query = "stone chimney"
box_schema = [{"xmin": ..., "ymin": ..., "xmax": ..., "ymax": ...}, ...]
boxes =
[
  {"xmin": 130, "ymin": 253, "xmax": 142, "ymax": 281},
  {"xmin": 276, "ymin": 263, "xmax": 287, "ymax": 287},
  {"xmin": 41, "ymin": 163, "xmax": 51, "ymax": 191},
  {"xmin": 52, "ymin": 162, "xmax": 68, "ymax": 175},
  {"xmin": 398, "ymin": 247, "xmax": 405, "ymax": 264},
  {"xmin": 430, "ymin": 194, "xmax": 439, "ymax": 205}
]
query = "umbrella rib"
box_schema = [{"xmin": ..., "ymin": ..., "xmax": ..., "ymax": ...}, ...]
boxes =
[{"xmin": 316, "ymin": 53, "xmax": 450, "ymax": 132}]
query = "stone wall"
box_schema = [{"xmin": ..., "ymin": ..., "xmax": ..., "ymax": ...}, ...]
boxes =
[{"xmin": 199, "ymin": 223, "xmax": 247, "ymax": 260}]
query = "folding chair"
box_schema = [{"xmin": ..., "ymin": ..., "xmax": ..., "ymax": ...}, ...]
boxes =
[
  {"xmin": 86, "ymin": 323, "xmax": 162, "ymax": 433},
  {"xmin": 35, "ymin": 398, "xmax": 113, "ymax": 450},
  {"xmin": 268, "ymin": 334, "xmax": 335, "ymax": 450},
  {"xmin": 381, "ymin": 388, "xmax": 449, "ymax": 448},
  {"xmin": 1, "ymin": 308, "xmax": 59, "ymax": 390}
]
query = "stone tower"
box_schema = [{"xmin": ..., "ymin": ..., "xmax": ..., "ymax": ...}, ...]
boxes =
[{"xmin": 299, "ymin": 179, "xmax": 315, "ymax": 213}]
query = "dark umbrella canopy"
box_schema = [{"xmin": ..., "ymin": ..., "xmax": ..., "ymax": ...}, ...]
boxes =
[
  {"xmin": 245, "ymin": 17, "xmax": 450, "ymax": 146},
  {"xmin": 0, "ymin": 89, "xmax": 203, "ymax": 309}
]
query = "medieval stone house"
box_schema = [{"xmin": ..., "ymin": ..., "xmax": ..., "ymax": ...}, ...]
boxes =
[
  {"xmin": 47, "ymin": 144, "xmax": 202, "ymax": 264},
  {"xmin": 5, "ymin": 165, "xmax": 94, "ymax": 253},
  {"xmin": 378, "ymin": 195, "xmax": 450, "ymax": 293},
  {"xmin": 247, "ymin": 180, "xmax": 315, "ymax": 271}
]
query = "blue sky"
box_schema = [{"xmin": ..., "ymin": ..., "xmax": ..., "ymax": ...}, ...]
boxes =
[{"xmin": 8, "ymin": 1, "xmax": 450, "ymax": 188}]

-*-

■ **TASK BRIEF**
Transcribe the listing above verbatim, leaving every line whole.

■ **WRITTEN SOLUTION**
query = "stone chimney"
box_schema = [{"xmin": ..., "ymin": ..., "xmax": ..., "ymax": ...}, ...]
boxes =
[
  {"xmin": 130, "ymin": 253, "xmax": 142, "ymax": 281},
  {"xmin": 276, "ymin": 263, "xmax": 287, "ymax": 287},
  {"xmin": 41, "ymin": 163, "xmax": 51, "ymax": 191},
  {"xmin": 52, "ymin": 162, "xmax": 68, "ymax": 175},
  {"xmin": 398, "ymin": 247, "xmax": 405, "ymax": 264},
  {"xmin": 430, "ymin": 194, "xmax": 439, "ymax": 205}
]
query = "umbrella rib"
box_schema = [{"xmin": ..., "ymin": ..., "xmax": ..., "ymax": ...}, ...]
boxes =
[{"xmin": 316, "ymin": 53, "xmax": 450, "ymax": 132}]
query = "stone wall"
box_schema = [{"xmin": ..., "ymin": ..., "xmax": ..., "ymax": ...}, ...]
boxes =
[{"xmin": 199, "ymin": 223, "xmax": 247, "ymax": 260}]
query = "folding chair"
box_schema = [{"xmin": ..., "ymin": ..., "xmax": ..., "ymax": ...}, ...]
boxes =
[
  {"xmin": 86, "ymin": 323, "xmax": 162, "ymax": 433},
  {"xmin": 35, "ymin": 398, "xmax": 113, "ymax": 450},
  {"xmin": 268, "ymin": 334, "xmax": 335, "ymax": 450},
  {"xmin": 381, "ymin": 388, "xmax": 449, "ymax": 448},
  {"xmin": 1, "ymin": 308, "xmax": 59, "ymax": 390}
]
query = "stone tower"
box_schema = [{"xmin": ..., "ymin": ..., "xmax": ..., "ymax": ...}, ...]
boxes =
[{"xmin": 299, "ymin": 179, "xmax": 315, "ymax": 213}]
query = "dark umbrella canopy"
box_schema = [{"xmin": ..., "ymin": ..., "xmax": ..., "ymax": ...}, ...]
boxes =
[
  {"xmin": 245, "ymin": 17, "xmax": 450, "ymax": 146},
  {"xmin": 0, "ymin": 89, "xmax": 203, "ymax": 309}
]
query = "medieval stone house"
box_schema = [{"xmin": ..., "ymin": ..., "xmax": ..., "ymax": ...}, ...]
boxes =
[
  {"xmin": 47, "ymin": 144, "xmax": 202, "ymax": 264},
  {"xmin": 5, "ymin": 165, "xmax": 94, "ymax": 253},
  {"xmin": 378, "ymin": 195, "xmax": 450, "ymax": 293},
  {"xmin": 247, "ymin": 180, "xmax": 315, "ymax": 271}
]
query = "blue sky"
box_schema = [{"xmin": ..., "ymin": ..., "xmax": ..., "ymax": ...}, ...]
boxes =
[{"xmin": 8, "ymin": 1, "xmax": 450, "ymax": 188}]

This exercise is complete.